**PROBLEM TO WORK ON**
Transcribe the entries exactly. Omit the pictures.

Saved entries

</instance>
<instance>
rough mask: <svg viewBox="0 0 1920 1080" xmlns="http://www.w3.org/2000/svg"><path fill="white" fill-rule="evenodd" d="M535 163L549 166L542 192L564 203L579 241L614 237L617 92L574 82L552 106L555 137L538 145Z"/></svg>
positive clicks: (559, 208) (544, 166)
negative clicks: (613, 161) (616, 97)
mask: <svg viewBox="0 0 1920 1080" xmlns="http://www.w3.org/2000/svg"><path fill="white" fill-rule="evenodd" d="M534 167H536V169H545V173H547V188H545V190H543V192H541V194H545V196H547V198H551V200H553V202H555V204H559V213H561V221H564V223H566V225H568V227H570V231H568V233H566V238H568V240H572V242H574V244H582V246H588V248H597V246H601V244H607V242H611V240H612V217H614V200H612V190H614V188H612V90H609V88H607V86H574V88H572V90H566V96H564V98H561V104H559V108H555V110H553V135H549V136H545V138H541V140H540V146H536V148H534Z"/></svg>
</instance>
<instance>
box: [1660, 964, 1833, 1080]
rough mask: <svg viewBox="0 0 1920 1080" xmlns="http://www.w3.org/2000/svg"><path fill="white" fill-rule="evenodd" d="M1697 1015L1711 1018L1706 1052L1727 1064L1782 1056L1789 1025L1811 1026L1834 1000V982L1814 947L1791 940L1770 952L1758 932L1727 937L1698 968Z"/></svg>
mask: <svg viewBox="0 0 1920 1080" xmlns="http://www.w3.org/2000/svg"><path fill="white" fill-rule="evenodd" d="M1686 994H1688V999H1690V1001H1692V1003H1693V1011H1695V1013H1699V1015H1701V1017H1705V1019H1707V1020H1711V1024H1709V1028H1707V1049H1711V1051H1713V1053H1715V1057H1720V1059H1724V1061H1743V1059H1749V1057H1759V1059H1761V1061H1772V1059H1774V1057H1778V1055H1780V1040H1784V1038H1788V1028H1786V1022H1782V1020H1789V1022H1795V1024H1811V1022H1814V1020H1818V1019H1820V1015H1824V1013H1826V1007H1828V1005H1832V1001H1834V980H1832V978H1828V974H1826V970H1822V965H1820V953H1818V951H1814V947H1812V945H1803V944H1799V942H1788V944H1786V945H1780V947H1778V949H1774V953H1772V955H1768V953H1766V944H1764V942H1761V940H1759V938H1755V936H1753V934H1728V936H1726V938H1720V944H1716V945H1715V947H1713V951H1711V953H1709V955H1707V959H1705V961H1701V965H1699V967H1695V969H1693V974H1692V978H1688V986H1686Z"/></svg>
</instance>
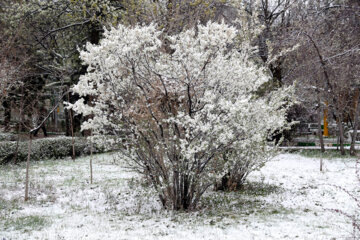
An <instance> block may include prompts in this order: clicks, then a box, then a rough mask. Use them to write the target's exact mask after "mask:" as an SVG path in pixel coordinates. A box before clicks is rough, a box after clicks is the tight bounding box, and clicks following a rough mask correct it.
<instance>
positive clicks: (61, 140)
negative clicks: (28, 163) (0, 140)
mask: <svg viewBox="0 0 360 240" xmlns="http://www.w3.org/2000/svg"><path fill="white" fill-rule="evenodd" d="M102 151H103V149H102V148H96V147H94V152H102ZM15 152H16V142H14V141H3V142H0V164H5V163H9V162H11V161H12V160H13V159H14V156H15ZM89 153H90V143H89V142H87V141H86V139H84V138H75V154H76V156H80V155H82V154H89ZM27 154H28V145H27V142H19V148H18V153H17V162H21V161H26V158H27ZM71 155H72V138H71V137H56V138H42V139H36V140H33V143H32V149H31V160H34V161H38V160H46V159H59V158H64V157H68V156H71Z"/></svg>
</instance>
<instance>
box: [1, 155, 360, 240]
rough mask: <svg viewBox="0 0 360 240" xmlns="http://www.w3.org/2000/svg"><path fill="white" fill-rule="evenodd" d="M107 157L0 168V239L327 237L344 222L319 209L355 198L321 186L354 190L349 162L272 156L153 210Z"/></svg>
mask: <svg viewBox="0 0 360 240" xmlns="http://www.w3.org/2000/svg"><path fill="white" fill-rule="evenodd" d="M115 156H116V155H115V154H102V155H96V156H94V161H93V162H94V167H93V169H94V183H93V184H92V185H90V184H89V157H83V158H79V159H76V161H75V162H73V161H72V160H69V159H67V160H57V161H40V162H34V163H32V166H31V174H30V176H31V184H30V201H29V202H27V203H24V201H23V193H24V178H25V165H20V166H12V165H8V166H0V239H6V240H7V239H187V240H188V239H331V238H336V239H339V238H345V237H348V236H350V235H351V232H352V227H351V223H350V221H349V220H348V219H346V218H345V217H344V216H342V215H340V214H337V213H334V212H332V211H329V210H327V209H332V208H337V209H341V210H343V211H345V212H348V213H354V209H355V202H354V201H352V200H351V199H350V197H349V196H348V195H347V194H346V193H344V192H343V191H341V190H339V189H336V188H335V187H333V186H331V185H337V186H343V187H345V188H346V189H348V190H349V191H352V192H354V191H355V192H356V193H358V191H359V188H358V187H359V184H358V182H357V181H356V176H355V159H350V158H349V159H344V158H342V159H325V160H324V161H325V166H324V171H323V172H320V171H319V159H318V158H309V157H304V156H300V155H296V154H281V155H279V156H277V157H276V158H274V159H273V160H272V161H270V162H268V163H267V164H266V165H265V167H264V168H262V169H261V170H260V171H256V172H254V173H252V174H251V176H250V177H249V182H248V183H247V184H246V185H245V186H244V189H243V190H241V191H238V192H228V193H224V192H213V191H212V190H211V189H210V190H209V191H208V192H207V193H206V194H205V196H204V198H203V201H202V202H201V204H200V209H199V211H196V212H191V213H185V212H178V213H176V212H172V211H165V210H162V209H161V206H160V203H159V201H158V199H157V196H156V194H155V193H154V192H153V191H152V190H151V189H150V188H148V187H147V186H145V185H144V184H143V182H144V181H141V176H138V175H137V174H136V173H133V172H129V171H128V170H127V169H126V167H125V164H124V163H123V162H122V161H121V159H120V158H118V157H117V158H114V157H115Z"/></svg>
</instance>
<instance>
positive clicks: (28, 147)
mask: <svg viewBox="0 0 360 240" xmlns="http://www.w3.org/2000/svg"><path fill="white" fill-rule="evenodd" d="M31 144H32V134H31V133H30V134H29V140H28V157H27V161H26V179H25V201H27V200H28V199H29V169H30V156H31Z"/></svg>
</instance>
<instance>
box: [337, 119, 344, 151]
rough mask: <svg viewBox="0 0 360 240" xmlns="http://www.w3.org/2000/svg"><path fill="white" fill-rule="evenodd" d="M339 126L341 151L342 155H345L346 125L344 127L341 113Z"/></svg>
mask: <svg viewBox="0 0 360 240" xmlns="http://www.w3.org/2000/svg"><path fill="white" fill-rule="evenodd" d="M338 128H339V145H340V152H341V155H345V148H344V127H343V124H342V117H341V114H339V119H338Z"/></svg>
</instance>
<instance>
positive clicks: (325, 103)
mask: <svg viewBox="0 0 360 240" xmlns="http://www.w3.org/2000/svg"><path fill="white" fill-rule="evenodd" d="M327 115H328V102H325V108H324V137H329V126H328V121H327Z"/></svg>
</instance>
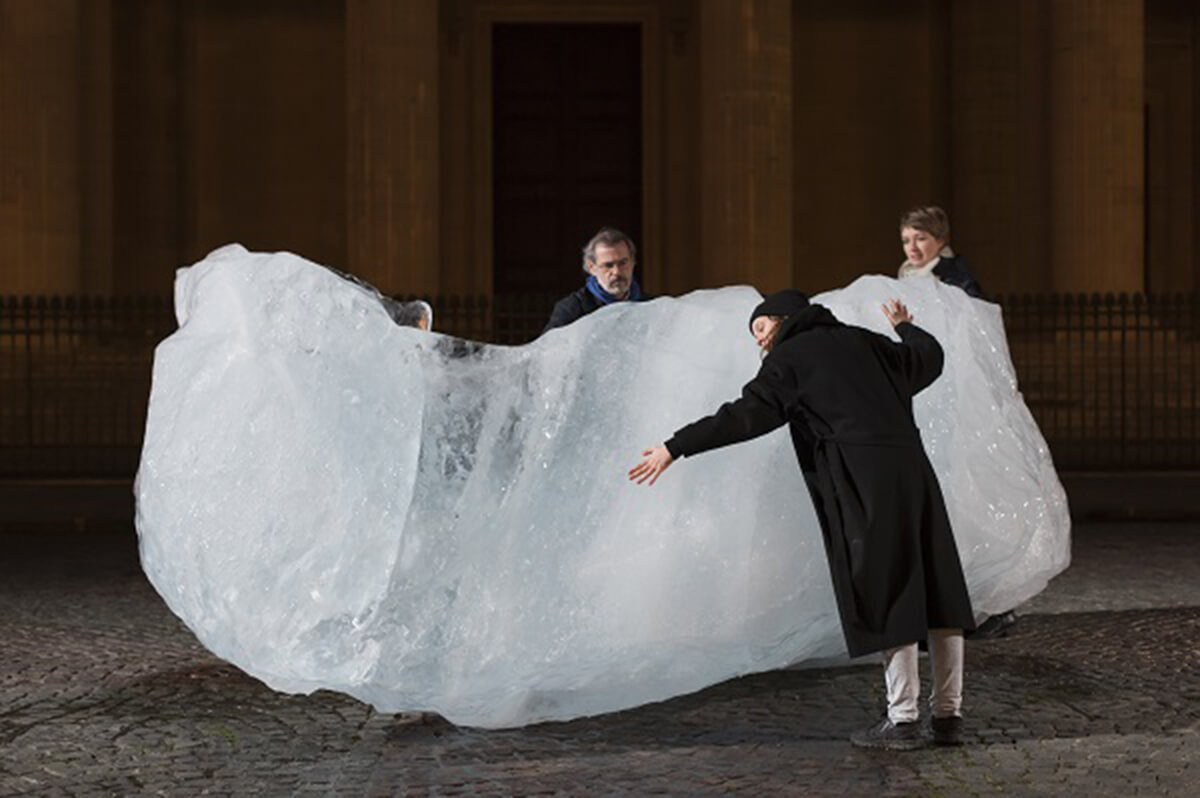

**WRITTEN SOLUTION**
</instance>
<instance>
rough mask: <svg viewBox="0 0 1920 1080" xmlns="http://www.w3.org/2000/svg"><path fill="white" fill-rule="evenodd" d="M535 163L549 166L542 192L564 203L579 241L614 237L617 92L574 82L552 106L555 137L538 145Z"/></svg>
positive clicks: (559, 208) (544, 166)
negative clicks: (613, 161) (616, 97)
mask: <svg viewBox="0 0 1920 1080" xmlns="http://www.w3.org/2000/svg"><path fill="white" fill-rule="evenodd" d="M534 167H536V169H545V173H547V188H545V190H543V192H541V194H545V196H547V198H551V200H553V202H555V204H559V213H561V221H564V223H566V225H568V227H570V231H568V233H566V238H568V240H572V242H574V244H582V246H588V248H597V246H601V244H607V242H611V240H612V217H614V200H612V190H614V188H612V90H609V88H607V86H574V88H572V90H566V96H564V98H561V104H559V108H555V110H553V135H549V136H545V138H541V140H540V146H536V148H534Z"/></svg>
</instance>
<instance>
box: [1660, 964, 1833, 1080]
rough mask: <svg viewBox="0 0 1920 1080" xmlns="http://www.w3.org/2000/svg"><path fill="white" fill-rule="evenodd" d="M1697 1015L1711 1018L1706 1052L1727 1064L1782 1056L1789 1025L1811 1026L1834 1000V982L1814 947L1791 940L1770 952L1758 932L1727 937L1698 968Z"/></svg>
mask: <svg viewBox="0 0 1920 1080" xmlns="http://www.w3.org/2000/svg"><path fill="white" fill-rule="evenodd" d="M1686 994H1688V999H1690V1001H1692V1003H1693V1011H1695V1013H1699V1015H1701V1017H1705V1019H1707V1020H1711V1024H1709V1028H1707V1049H1711V1051H1713V1053H1715V1057H1720V1059H1724V1061H1743V1059H1749V1057H1759V1059H1761V1061H1772V1059H1774V1057H1778V1055H1780V1040H1784V1038H1788V1028H1786V1022H1782V1020H1789V1022H1795V1024H1811V1022H1814V1020H1818V1019H1820V1015H1824V1013H1826V1007H1828V1005H1832V1001H1834V980H1832V978H1828V974H1826V970H1822V965H1820V953H1818V951H1814V947H1812V945H1803V944H1799V942H1788V944H1786V945H1780V947H1778V949H1774V953H1772V955H1768V953H1766V944H1764V942H1761V940H1759V938H1755V936H1753V934H1728V936H1726V938H1720V944H1716V945H1715V947H1713V951H1711V953H1709V955H1707V959H1705V961H1701V965H1699V967H1695V969H1693V974H1692V978H1688V986H1686Z"/></svg>
</instance>
An <instance> block may include prompts in this order: clicks, then a box, then a rough mask. Use them to write the target's exact mask after "mask:" as an SVG path in pixel coordinates. A box before clicks is rough, a box after clicks is the tight bounding box, and clicks following a rough mask correct it.
<instance>
positive clicks: (61, 140)
negative clicks: (28, 163) (0, 140)
mask: <svg viewBox="0 0 360 240" xmlns="http://www.w3.org/2000/svg"><path fill="white" fill-rule="evenodd" d="M102 151H103V149H102V148H96V147H94V152H102ZM15 152H16V142H14V141H3V142H0V164H5V163H9V162H11V161H12V160H13V159H14V156H15ZM89 153H90V143H89V142H87V141H86V139H84V138H75V154H76V156H80V155H82V154H89ZM27 154H28V145H27V142H19V148H18V153H17V162H21V161H26V158H27ZM71 155H72V138H71V137H56V138H42V139H36V140H33V143H32V149H31V160H34V161H38V160H46V159H59V158H64V157H68V156H71Z"/></svg>
</instance>
<instance>
box: [1, 155, 360, 240]
rough mask: <svg viewBox="0 0 360 240" xmlns="http://www.w3.org/2000/svg"><path fill="white" fill-rule="evenodd" d="M107 157L0 168V239L327 237L344 222L319 209L355 198L321 186L354 190L349 162L272 156L153 210Z"/></svg>
mask: <svg viewBox="0 0 360 240" xmlns="http://www.w3.org/2000/svg"><path fill="white" fill-rule="evenodd" d="M115 156H116V155H115V154H102V155H96V156H94V161H93V162H94V167H93V169H94V183H93V184H92V185H90V184H89V157H83V158H79V159H76V161H75V162H73V161H72V160H69V159H67V160H57V161H40V162H34V163H32V166H31V174H30V176H31V184H30V201H29V202H27V203H24V201H23V193H24V178H25V165H20V166H12V165H8V166H0V239H6V240H7V239H187V240H188V239H331V238H336V239H339V238H345V237H348V236H350V235H351V232H352V227H351V223H350V221H349V220H348V219H346V218H345V217H344V216H342V215H340V214H337V213H334V212H332V211H329V210H327V209H332V208H337V209H341V210H343V211H345V212H348V213H354V209H355V202H354V201H352V200H351V199H350V197H349V196H348V195H347V194H346V193H344V192H343V191H341V190H339V189H336V188H335V187H333V186H331V185H337V186H343V187H345V188H346V189H348V190H349V191H352V192H354V191H355V192H356V193H358V191H359V188H358V187H359V184H358V182H357V181H356V176H355V159H350V158H349V159H344V158H342V159H325V160H324V161H325V166H324V171H323V172H320V171H319V159H318V158H309V157H304V156H300V155H296V154H281V155H279V156H277V157H276V158H274V159H273V160H272V161H270V162H268V163H267V164H266V165H265V167H264V168H262V169H261V170H260V171H256V172H254V173H252V174H251V176H250V177H249V182H248V183H247V184H246V185H245V186H244V189H243V190H241V191H238V192H228V193H224V192H213V191H212V190H211V189H210V190H209V191H208V192H207V193H206V194H205V196H204V198H203V201H202V202H201V204H200V209H199V211H196V212H191V213H185V212H178V213H176V212H172V211H165V210H162V209H161V206H160V203H159V201H158V199H157V196H156V194H155V193H154V192H153V191H152V190H151V189H150V188H148V187H147V186H145V185H144V184H143V182H144V181H141V176H138V175H137V174H136V173H133V172H129V171H128V170H127V169H126V167H125V164H124V163H123V162H122V161H121V159H120V158H118V157H117V158H114V157H115Z"/></svg>
</instance>
<instance>
positive clicks: (28, 147)
mask: <svg viewBox="0 0 360 240" xmlns="http://www.w3.org/2000/svg"><path fill="white" fill-rule="evenodd" d="M31 144H32V134H31V133H30V134H29V140H28V157H27V161H26V179H25V201H27V200H28V199H29V169H30V156H31Z"/></svg>
</instance>
<instance>
box: [337, 119, 344, 151]
rough mask: <svg viewBox="0 0 360 240" xmlns="http://www.w3.org/2000/svg"><path fill="white" fill-rule="evenodd" d="M339 126L341 151L342 155H345L346 125L344 127L341 113Z"/></svg>
mask: <svg viewBox="0 0 360 240" xmlns="http://www.w3.org/2000/svg"><path fill="white" fill-rule="evenodd" d="M338 128H339V145H340V152H341V155H345V148H344V127H343V124H342V117H341V114H339V119H338Z"/></svg>
</instance>
<instance>
positive clicks: (325, 103)
mask: <svg viewBox="0 0 360 240" xmlns="http://www.w3.org/2000/svg"><path fill="white" fill-rule="evenodd" d="M327 115H328V102H325V108H324V137H329V126H328V121H327Z"/></svg>
</instance>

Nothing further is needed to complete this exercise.